Reading text -
▼▼▼

GPT-2 solved this with regex pre-tokenization. Before applying BPE, split the text into chunks using a regex pattern:

import re
pattern = r"""'s|'t|'re|'ve|'m|'ll|'d| ?\w+| ?\d+| ?[^\s\w\d]+|\s+"""

text = "Dog is barking. barking."
chunks = re.findall(pattern, text)
# ['Dog', ' is', ' barking', '.', ' barking', '.']

Now BPE merges happen within each chunk, not across them:

barking is one chunk
. is a separate chunk
The pair (g, .) never appears together — no garbage g. token

This is why GPT tokenizers learn useful subwords like ing, ed, pre instead of junk like g. or the.

Why Different Models Have Different Tokenizers

A question that confused me early on: why can't you use GPT-2's tokenizer for GPT-4?

Because the merge rules are learned from training data. Different training data → different merges → different tokenization.

GPT-2 was trained on web text from 2019. GPT-4 was trained on much more data, including tons of code. So GPT-4's tokenizer learned merges for patterns like def , import , return that GPT-2 never saw enough to merge.

▲▲▲

Recorded data -
▼▼▼

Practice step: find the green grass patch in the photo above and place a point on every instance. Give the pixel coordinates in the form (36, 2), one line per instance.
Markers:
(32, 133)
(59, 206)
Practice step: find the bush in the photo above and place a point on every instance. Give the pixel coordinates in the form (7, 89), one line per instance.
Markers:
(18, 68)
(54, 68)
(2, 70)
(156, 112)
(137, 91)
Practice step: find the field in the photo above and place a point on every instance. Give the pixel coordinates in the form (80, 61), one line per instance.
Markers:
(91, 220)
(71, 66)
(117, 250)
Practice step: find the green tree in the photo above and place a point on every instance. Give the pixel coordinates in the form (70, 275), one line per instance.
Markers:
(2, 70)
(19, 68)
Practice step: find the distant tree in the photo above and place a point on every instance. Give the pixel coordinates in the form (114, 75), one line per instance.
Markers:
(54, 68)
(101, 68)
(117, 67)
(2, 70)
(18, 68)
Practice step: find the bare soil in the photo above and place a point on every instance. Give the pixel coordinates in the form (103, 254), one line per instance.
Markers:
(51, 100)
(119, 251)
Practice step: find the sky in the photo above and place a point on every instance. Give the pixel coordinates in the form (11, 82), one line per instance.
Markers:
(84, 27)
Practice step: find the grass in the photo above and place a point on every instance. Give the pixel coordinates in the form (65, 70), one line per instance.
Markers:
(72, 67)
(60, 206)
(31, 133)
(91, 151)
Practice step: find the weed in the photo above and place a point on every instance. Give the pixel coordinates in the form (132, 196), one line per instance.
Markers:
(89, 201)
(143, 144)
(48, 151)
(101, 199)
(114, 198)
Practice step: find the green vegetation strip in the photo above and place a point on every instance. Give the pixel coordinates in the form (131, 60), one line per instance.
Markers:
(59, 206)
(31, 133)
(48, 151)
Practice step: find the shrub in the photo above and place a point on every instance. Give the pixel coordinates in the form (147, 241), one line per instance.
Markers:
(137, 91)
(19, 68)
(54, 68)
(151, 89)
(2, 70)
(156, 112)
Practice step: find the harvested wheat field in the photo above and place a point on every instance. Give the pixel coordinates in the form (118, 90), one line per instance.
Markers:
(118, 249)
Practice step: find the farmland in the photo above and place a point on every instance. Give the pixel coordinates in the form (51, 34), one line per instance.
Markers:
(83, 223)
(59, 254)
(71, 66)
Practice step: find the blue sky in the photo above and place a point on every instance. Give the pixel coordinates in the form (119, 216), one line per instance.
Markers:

▲▲▲

Problem description -
Copy the tokenizer passage from "chunks = re.findall(pattern, text)" to "tokenizer for GPT-4?". Rely only on the tokenizer passage, not the listing.

Your solution -
chunks = re.findall(pattern, text)
# ['Dog', ' is', ' barking', '.', ' barking', '.']

Now BPE merges happen within each chunk, not across them:

barking is one chunk
. is a separate chunk
The pair (g, .) never appears together — no garbage g. token

This is why GPT tokenizers learn useful subwords like ing, ed, pre instead of junk like g. or the.

Why Different Models Have Different Tokenizers

A question that confused me early on: why can't you use GPT-2's tokenizer for GPT-4?